**Assignment**
In the passage on cancer relapse vaccines, which proprietary leukemic cell is transformed to produce DCP-001?

**Source extract**
Historically, cancer vaccine development has focused on established, hard-to-treat tumors, with limited success. Established tumors evade the immune system in different ways, including immune suppression, disturbed antigen presentation and an inhibitory tumor microenvironment. Vaccination in this therapeutic window has led only to limited success.
Relapse vaccines represent a new therapeutic paradigm with the aim to boost the immune system to control residual disease following first treatment. This vaccination window gives the immune system a better chance to regain control, compared to established tumors. DCprime is evaluating the relapse vaccine approach in both blood-borne and solid tumors.
Our relapse vaccines are expected to boost the immune system’s ability to recognize specific tumor antigens to prevent or delay cells carrying these antigens from manifesting as a new tumor. This approach could be combined with other immuno-oncology approaches, launching a highly disruptive combination therapy against hard-to-treat tumors with a high risk of relapse.
DCP-001 – A cancer cell transformed into a vaccine
DCprime’s lead cancer relapse vaccine candidate DCP-001 is generated by transforming a proprietary leukemic cell, DCOne®, into a whole cell-based cancer vaccine. The company most recently presented comprehensive pre-clinical results showing that this transformation leads to an immunogenic shift. Whereas the parental leukemic cells were poorly immunogenic, DCP-001 proved highly immunogenic, making it an attractive cancer vaccine candidate. Following the immunogenic shift, DCP-001 induced the production of a broad range of pro-inflammatory cytokines in peripheral blood mononuclear cells (PBMCs), was able to suppress tumor growth in humanized immunocompetent mice and was efficiently recognized by human antigen presenting cells (APCs) as compared to leukemic cells.
In a separate preclinical study, which was presented at the 2019 CIMT Annual Meeting, DCprime was able to demonstrate that APCs efficiently process DCP-001 through phagocytosis. These in vitro data suggest that in vivo, upon intradermal injection, DCP-001 will induce a strong inflammatory response, and is ingested by both resident and attracted host APCs, which subsequently prime tumor-reactive T cells. These data support the proposed mode of action whereby host APCs present DCP-001 antigens to the host immune system following intradermal vaccination.

**Data section**

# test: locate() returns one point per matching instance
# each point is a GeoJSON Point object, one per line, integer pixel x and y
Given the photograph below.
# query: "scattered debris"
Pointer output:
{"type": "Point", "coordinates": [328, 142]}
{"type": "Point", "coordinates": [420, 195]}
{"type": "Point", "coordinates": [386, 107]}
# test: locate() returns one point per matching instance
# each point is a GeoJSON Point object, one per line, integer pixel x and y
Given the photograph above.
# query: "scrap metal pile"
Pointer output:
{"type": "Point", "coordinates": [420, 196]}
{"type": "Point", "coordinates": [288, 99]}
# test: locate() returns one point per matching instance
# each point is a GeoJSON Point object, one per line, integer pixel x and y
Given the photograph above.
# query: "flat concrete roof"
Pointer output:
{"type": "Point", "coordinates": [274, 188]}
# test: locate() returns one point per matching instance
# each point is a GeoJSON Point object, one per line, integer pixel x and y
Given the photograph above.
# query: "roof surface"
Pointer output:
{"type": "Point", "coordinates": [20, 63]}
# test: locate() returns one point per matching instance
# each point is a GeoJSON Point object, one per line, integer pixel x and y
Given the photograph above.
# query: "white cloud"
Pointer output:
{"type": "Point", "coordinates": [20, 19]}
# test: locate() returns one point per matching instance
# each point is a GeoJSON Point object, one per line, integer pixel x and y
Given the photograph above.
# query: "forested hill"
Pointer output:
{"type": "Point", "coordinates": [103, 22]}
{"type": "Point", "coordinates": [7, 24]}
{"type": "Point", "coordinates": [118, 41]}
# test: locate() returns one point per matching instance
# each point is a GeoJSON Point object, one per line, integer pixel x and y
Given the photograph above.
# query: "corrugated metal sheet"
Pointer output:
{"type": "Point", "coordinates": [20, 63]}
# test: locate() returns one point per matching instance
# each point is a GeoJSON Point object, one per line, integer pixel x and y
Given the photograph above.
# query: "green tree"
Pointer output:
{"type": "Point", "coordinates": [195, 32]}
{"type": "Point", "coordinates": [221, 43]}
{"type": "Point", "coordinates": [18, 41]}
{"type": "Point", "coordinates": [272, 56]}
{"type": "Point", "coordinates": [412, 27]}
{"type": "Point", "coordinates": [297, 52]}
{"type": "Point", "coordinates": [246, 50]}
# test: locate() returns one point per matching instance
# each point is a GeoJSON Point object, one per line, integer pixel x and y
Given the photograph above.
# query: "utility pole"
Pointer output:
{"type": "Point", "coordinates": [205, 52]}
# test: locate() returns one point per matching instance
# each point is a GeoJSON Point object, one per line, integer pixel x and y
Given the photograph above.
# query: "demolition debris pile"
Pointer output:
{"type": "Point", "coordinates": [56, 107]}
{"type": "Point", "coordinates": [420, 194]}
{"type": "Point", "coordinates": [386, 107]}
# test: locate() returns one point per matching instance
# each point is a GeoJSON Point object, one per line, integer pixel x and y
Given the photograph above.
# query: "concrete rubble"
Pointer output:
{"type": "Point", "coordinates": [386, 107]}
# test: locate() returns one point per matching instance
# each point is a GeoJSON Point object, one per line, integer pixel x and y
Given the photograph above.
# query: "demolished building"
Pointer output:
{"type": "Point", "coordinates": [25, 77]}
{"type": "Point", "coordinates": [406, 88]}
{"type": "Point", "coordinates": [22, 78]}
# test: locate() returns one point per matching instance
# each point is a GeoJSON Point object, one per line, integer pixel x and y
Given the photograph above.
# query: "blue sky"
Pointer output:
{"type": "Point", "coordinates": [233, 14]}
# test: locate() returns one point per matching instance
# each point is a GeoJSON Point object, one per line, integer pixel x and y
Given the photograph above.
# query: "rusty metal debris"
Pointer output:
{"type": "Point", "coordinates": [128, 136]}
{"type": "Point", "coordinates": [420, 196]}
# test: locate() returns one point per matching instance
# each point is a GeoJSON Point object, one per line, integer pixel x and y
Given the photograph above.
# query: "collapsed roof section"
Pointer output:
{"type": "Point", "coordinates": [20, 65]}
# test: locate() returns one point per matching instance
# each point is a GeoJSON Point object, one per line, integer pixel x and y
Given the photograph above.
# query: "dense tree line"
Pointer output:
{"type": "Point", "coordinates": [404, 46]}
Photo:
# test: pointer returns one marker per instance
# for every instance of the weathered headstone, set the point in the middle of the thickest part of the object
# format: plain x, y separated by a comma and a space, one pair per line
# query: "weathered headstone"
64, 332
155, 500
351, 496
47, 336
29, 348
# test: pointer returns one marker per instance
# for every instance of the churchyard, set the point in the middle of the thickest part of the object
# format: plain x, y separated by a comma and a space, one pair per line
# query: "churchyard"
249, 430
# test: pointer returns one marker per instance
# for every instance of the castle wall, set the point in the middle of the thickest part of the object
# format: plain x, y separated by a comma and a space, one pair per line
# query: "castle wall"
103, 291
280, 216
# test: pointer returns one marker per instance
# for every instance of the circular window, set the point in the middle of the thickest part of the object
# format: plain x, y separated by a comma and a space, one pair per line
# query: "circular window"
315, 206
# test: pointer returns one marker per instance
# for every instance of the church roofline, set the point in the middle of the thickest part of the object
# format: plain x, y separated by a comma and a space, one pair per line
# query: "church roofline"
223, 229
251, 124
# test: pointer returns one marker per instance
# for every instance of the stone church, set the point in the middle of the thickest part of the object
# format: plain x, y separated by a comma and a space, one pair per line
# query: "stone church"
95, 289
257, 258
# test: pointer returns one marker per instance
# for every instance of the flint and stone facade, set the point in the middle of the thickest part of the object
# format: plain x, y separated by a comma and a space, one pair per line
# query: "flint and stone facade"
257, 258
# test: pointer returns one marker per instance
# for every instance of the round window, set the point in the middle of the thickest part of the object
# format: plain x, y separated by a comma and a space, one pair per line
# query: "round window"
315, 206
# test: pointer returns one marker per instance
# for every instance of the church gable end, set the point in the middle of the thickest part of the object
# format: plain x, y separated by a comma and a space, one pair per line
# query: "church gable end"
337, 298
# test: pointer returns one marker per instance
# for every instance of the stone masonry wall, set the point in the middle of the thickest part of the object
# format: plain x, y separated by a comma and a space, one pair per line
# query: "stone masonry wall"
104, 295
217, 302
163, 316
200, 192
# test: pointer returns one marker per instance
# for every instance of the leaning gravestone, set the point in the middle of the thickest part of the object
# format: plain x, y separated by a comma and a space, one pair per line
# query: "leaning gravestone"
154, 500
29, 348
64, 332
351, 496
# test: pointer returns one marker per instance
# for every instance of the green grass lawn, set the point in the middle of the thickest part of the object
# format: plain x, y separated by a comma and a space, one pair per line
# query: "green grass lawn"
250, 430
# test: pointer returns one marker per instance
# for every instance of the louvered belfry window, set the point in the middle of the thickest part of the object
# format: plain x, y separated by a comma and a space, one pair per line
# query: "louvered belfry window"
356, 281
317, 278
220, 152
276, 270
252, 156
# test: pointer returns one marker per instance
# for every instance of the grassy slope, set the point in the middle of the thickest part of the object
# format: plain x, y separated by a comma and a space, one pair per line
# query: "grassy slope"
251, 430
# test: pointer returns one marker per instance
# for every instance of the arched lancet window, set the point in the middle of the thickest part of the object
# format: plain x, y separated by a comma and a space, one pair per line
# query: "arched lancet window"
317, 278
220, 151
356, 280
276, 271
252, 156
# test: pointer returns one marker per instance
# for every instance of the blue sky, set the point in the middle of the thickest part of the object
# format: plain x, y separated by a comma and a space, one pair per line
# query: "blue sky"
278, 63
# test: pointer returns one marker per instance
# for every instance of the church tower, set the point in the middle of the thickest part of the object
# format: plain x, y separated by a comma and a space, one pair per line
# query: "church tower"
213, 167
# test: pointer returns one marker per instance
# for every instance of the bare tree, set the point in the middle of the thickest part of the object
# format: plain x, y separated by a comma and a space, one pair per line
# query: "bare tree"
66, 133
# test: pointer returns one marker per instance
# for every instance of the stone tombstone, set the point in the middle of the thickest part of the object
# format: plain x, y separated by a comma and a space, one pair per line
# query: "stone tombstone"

**Your response**
DCOne®